▶ Work order
Please repeat the listing exactly, with every line intact.

▶ Information given
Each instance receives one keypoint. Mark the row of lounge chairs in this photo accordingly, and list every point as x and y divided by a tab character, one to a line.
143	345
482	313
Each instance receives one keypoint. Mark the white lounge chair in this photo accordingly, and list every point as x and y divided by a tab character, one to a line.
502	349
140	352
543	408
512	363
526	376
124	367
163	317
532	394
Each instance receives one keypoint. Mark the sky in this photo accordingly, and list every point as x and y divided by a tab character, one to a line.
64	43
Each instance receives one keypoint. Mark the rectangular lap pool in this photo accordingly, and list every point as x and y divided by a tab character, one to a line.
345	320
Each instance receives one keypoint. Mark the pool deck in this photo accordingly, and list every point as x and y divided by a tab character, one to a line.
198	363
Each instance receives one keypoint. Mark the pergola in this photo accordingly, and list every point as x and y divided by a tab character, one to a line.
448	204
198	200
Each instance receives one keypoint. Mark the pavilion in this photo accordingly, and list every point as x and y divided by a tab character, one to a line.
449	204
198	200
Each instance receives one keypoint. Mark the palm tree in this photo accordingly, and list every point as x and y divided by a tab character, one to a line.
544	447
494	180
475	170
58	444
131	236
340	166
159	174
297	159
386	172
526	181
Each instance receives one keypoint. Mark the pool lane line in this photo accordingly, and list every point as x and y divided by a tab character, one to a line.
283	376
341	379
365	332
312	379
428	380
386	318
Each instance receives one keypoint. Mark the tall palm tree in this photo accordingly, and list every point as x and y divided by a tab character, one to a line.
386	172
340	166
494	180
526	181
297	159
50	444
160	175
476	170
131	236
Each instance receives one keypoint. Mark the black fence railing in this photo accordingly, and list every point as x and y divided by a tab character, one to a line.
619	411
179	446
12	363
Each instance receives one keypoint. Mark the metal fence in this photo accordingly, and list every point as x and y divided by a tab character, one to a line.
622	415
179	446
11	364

▶ Task output
Each instance receives one keypoint. Mark the row of lounge chairs in this photo accordingly, and list every point as x and y divided by a tab character, one to a line.
143	345
482	313
Each instance receives one keypoint. Mark the white lounge chair in this photo accordingly, and list every point as x and y divided by a tab character, one to a line.
502	349
140	352
543	408
512	363
526	376
124	367
163	317
532	394
Each instance receives one keypoint. Mark the sky in this photo accordingly, and list every point as x and y divided by a tab character, one to a line.
64	43
Each instance receives one keypoint. Mark the rectangular lap pool in this photo accordingly, and list every point as x and y divided by a tab character, one to a line.
345	320
Each instance receives one keypoint. Mark the pool deck in this photo accordingly, and list every point as x and y divided by a tab character, one to a line.
198	363
Each instance receives one keypoint. Mark the pergola in this photo accordingly, and list every point as x and y divided by a tab character, one to a line.
448	204
198	200
Each instance receives one keypoint. Mark the pavilion in this photo accordingly, and list every point as x and y divided by a tab character, one to a line.
449	204
198	200
Each instance receives one keypoint. Mark the palm tree in this photo accordingly, and list every point as x and y divided by a tab character, one to a line.
544	447
494	180
475	170
58	444
131	236
340	166
159	174
297	159
386	172
526	181
Each instance receives one keypoint. Mark the pool lane line in this photo accordingly, and list every point as x and y divided by a tab character, one to a line.
283	376
341	379
365	332
312	379
428	380
386	318
Each instance receives one keypoint. Mark the tall palm tree in this photo accordingly, and list every point as x and y divided by a tab character, one to a line.
386	172
340	166
494	180
526	181
297	159
50	444
160	175
476	170
131	236
Each instance receives one keypoint. Mark the black fence railing in this photo accordingly, and list every point as x and y divided by a tab character, one to a line.
619	411
179	446
12	363
Each instance receives one keypoint. Mark the metal fence in this photo accordingly, and list every point as x and y divided by a tab character, one to a line.
622	415
179	446
11	364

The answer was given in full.